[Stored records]
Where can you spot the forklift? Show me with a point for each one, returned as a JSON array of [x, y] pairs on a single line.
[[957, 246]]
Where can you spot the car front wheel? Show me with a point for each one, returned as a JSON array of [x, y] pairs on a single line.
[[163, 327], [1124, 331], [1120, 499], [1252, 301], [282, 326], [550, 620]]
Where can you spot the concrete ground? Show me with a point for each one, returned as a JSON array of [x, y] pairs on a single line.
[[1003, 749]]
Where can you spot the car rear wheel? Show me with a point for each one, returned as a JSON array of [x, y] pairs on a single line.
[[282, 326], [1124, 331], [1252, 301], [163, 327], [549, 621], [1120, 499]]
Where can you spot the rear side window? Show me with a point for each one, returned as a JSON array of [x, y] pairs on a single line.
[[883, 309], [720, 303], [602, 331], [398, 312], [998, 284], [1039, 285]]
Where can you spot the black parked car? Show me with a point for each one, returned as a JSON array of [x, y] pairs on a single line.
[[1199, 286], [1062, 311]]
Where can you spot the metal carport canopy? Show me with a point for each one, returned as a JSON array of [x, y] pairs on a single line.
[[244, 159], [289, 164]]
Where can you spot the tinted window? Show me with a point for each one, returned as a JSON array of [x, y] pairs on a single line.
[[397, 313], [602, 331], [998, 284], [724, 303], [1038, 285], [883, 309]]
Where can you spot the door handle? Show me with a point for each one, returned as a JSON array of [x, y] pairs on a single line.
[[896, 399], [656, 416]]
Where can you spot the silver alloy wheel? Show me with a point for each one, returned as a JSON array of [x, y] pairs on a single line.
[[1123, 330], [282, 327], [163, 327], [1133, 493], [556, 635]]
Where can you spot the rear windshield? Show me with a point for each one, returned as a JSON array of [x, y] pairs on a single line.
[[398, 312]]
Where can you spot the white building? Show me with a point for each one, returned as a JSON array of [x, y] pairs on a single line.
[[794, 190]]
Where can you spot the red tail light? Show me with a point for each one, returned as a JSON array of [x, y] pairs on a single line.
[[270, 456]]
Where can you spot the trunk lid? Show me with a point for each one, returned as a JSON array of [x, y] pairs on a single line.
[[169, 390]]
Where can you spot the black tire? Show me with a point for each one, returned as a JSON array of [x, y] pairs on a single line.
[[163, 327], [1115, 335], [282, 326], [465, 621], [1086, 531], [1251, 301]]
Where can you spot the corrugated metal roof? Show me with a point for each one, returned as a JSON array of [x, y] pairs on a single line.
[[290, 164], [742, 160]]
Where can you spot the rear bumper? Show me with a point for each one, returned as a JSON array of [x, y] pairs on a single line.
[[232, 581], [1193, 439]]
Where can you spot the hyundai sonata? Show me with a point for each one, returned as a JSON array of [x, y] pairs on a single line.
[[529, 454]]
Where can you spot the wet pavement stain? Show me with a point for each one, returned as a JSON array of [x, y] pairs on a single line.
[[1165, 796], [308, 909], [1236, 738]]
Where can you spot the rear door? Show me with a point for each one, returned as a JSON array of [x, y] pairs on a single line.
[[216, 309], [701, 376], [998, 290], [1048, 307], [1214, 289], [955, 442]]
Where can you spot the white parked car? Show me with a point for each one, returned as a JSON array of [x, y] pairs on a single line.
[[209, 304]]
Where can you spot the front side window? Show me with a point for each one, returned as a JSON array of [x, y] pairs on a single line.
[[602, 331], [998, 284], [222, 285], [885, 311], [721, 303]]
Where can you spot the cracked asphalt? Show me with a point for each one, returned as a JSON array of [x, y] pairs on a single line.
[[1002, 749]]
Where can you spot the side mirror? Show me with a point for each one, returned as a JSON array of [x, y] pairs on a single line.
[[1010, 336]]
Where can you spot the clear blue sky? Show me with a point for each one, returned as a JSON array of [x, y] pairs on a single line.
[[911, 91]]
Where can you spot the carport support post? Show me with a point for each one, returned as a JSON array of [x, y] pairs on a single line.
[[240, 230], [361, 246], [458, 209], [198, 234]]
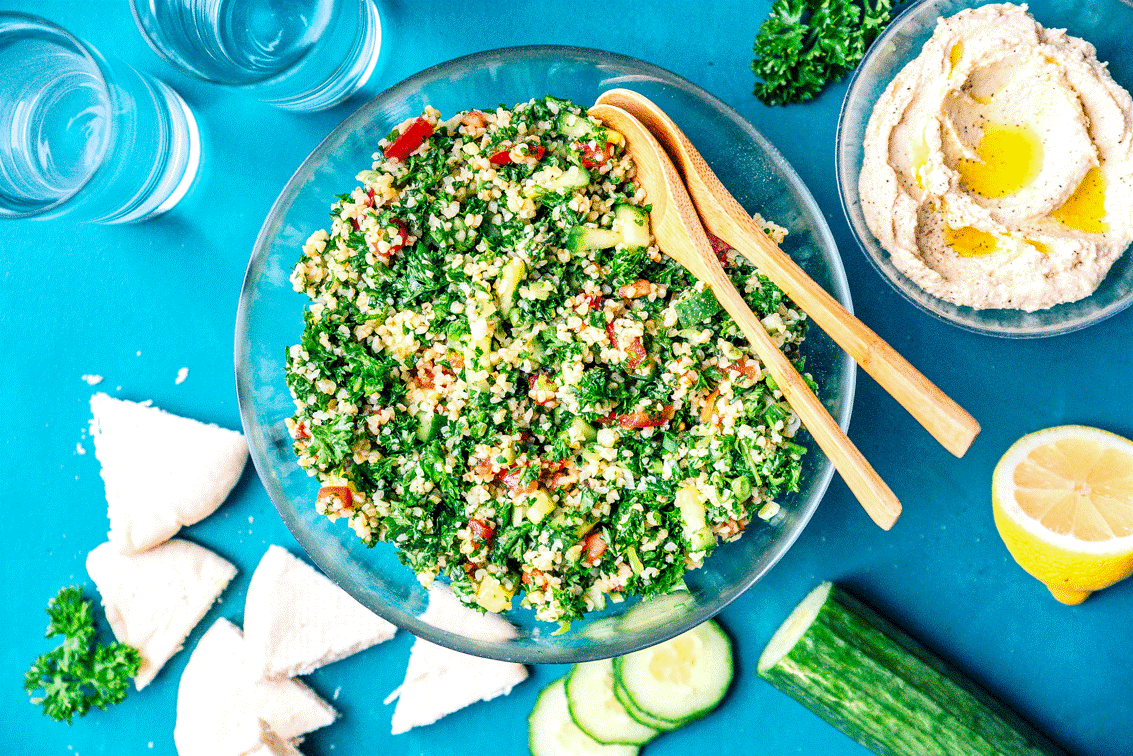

Set exercise
Please reproduce every one of the entries above word for word, leaving the pictures out.

Problem solution
Where can you spot the forklift? Show me with a point for each one, returned as a JSON array of [x, y] pairs on a single line.
[[957, 246]]
Where can you spot the car front wheel? Show me with a point for each one, returned as a JSON array of [x, y] pairs on a single line.
[[163, 327], [1124, 331], [1120, 499], [1252, 301], [282, 326], [550, 620]]
Where can you spot the concrete ground? Show me with a point for each one, returned as a JSON array of [x, y] pairs on a single line.
[[1003, 749]]
Where can you spot the car rear wheel? Show me with a point for each one, returned as a JSON array of [x, y] pairs on a single line.
[[282, 326], [1124, 331], [1252, 301], [163, 327], [549, 621], [1120, 499]]
Where can you spot the rear side window? Show me with a point for each one, returned as a JSON array of [x, y] pairs on a single line.
[[883, 309], [720, 303], [602, 331], [398, 312], [998, 284], [1039, 285]]
Where can you spot the black parked car? Show me with a point for each one, returned as a JSON array of [x, y] pairs on a single line.
[[1199, 286], [1062, 311]]
Where can you spot the metal carport canopy? Show me with a point for each one, returned as a JSON array of [x, y] pairs on a single line.
[[244, 159], [289, 164]]
Where can you spot the tinted window? Show me with a point for each one, returned as a JSON array of [x, y] pairs on a single line.
[[397, 313], [602, 331], [998, 284], [724, 303], [1038, 285], [883, 309]]
Where can you spot the door handle? Show me with a point for each one, returned as a JSON array of [x, y] pairs on a single line.
[[896, 399], [656, 416]]
Where can you spot the silver alloy wheel? Show me with a point for each one, returned as a JSON array of [x, y] pairs on a single line.
[[1123, 330], [282, 327], [163, 327], [1133, 493], [556, 635]]
Where can you spot the rear windshield? Show me with a point for each one, returned as a JSON array of [x, y] pairs on a single line.
[[398, 312]]
Where can you spot the white building? Show me with a point for each one, returned as a JSON array of [x, y] pairs on a single line.
[[794, 190]]
Where can you spot the red tail light? Show me with a point for each one, returned as a JSON array of [x, y] pairs on a single line.
[[270, 456]]
Where can you spot the trunk lid? Show me with a point for each one, returned as a JSON array of [x, y] pairs on a single line.
[[169, 390]]
Where can you spot the black tire? Show me with a point for each one, returned as a JSON array of [x, y] pairs on a single line.
[[163, 327], [1115, 335], [282, 326], [465, 621], [1086, 531], [1251, 301]]
Where can you spot the corrugated metal roof? Show me with a point for each one, returned as a JSON array of [x, y] pairs on a single line.
[[290, 164], [742, 160]]
Where can you spot the rear bumper? Show me with a point for each one, returned as a JSON array of [x, y] pairs on a single line.
[[232, 581], [1193, 439]]
Where can you spot the hyundai sonata? Show me with a point for each one, returned as a JSON array of [x, y] pairs on a single line.
[[529, 454]]
Where can you spot the wet pavement stain? Show me with a point for each one, returned as a JSON array of [x, y] pairs on a single line.
[[1165, 796], [308, 909], [1236, 738]]
Where can you spot the rear door? Show me with a point for each one, returned as a JSON array of [x, y] pairs on a single line.
[[216, 309], [701, 376], [998, 290], [1048, 307], [1214, 289], [955, 442]]
Where can you spot the white parked car? Show me with a point for each one, returned as a JSON array of [x, y] pairs on a single line.
[[209, 304]]
Where can you spot the front side window? Show me with a point for each one, returned as a JSON array of [x, y] pairs on a single line.
[[602, 331], [998, 284], [222, 285], [885, 311], [721, 303]]
Where can you spot the cracked asphalt? Show me with a point for each one, returned as a JSON array of [x, y] pairs on a single line.
[[1002, 749]]
Where can you spot the side mirror? Show me with a point for each one, returned as a JSON array of [x, y] pairs on a single line.
[[1010, 336]]
Where can you spot the clear blue sky? Show me with a point for each one, returned as a JSON array of [x, y] pairs on a single line.
[[911, 91]]
Where can you spot the carport support post? Show me with a point for each one, returned as a JSON array of [x, y] pairs on a single line.
[[240, 230], [361, 246], [458, 209], [198, 234]]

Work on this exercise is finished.